#### TASK DATA:

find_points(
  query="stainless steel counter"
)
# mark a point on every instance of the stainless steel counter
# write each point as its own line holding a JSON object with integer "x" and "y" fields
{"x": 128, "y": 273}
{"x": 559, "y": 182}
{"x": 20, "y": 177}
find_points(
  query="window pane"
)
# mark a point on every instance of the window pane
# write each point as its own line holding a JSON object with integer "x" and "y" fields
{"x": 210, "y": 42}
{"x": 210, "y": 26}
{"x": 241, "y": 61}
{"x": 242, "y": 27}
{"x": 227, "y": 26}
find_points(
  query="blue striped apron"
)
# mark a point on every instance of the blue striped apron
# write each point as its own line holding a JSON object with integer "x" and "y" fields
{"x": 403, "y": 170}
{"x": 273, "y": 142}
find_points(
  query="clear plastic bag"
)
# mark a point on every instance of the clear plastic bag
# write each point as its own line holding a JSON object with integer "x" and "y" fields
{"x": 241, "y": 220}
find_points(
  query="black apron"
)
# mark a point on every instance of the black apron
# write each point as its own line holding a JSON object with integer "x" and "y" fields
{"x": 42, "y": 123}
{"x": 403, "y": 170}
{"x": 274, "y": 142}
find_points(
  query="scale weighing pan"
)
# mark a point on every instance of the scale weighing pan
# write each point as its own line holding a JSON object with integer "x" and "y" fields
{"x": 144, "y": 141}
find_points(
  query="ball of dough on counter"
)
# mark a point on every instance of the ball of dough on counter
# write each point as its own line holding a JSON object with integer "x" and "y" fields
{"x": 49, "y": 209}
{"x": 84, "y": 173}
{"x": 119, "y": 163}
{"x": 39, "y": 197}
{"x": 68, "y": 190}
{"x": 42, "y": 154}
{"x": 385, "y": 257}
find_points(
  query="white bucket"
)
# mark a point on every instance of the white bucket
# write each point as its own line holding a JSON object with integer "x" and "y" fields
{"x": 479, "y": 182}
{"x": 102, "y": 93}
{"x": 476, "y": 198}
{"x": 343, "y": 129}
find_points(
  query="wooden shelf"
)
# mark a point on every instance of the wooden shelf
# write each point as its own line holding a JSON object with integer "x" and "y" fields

#### YOUR INSTRUCTIONS:
Every line of the material above must be duplicated exactly.

#### TASK RESPONSE:
find_points(
  query="stainless steel counter"
)
# mark a point on every instance of the stainless steel counter
# write each point as its own line holding a JSON object with integer "x" and "y" fields
{"x": 128, "y": 273}
{"x": 559, "y": 182}
{"x": 20, "y": 177}
find_points(
  query="window pane"
)
# mark a point on every instance of the window pane
# write each point as its own line holding a JSON object with integer "x" and "y" fields
{"x": 210, "y": 42}
{"x": 210, "y": 26}
{"x": 241, "y": 61}
{"x": 242, "y": 27}
{"x": 227, "y": 26}
find_points(
  query="blue striped apron"
)
# mark a point on every instance of the blue striped apron
# write each point as its own line holding a JSON object with integer "x" and "y" fields
{"x": 403, "y": 170}
{"x": 273, "y": 142}
find_points(
  query="clear plastic bag"
)
# mark a point on every instance of the clear plastic bag
# write each point as its own line holding a JSON object with integer "x" and "y" fields
{"x": 241, "y": 220}
find_points(
  query="black apron"
)
# mark a point on every instance of the black apron
# write each point as its own line holding a JSON object with integer "x" and "y" fields
{"x": 42, "y": 123}
{"x": 403, "y": 170}
{"x": 274, "y": 142}
find_points(
  query="scale weighing pan"
)
# mark a point on every instance of the scale weighing pan
# write each point as its own line holding a JSON object with integer "x" and "y" fields
{"x": 144, "y": 141}
find_points(
  query="ball of dough on counter"
)
# mark a point on every instance of the ball of dough on counter
# write each point as its own line holding a JSON object with integer "x" and "y" fields
{"x": 49, "y": 209}
{"x": 84, "y": 173}
{"x": 119, "y": 163}
{"x": 39, "y": 197}
{"x": 68, "y": 190}
{"x": 42, "y": 154}
{"x": 385, "y": 257}
find_points(
  query="white bucket"
)
# mark a point on every instance of the white bucket
# write each point as its own line holding a JSON object with integer "x" and "y" fields
{"x": 479, "y": 182}
{"x": 102, "y": 93}
{"x": 476, "y": 198}
{"x": 343, "y": 129}
find_points(
  query="wooden shelf"
)
# mark a point on every instance of the wooden shelf
# write each point as its own line holding a JSON object with integer "x" and "y" fields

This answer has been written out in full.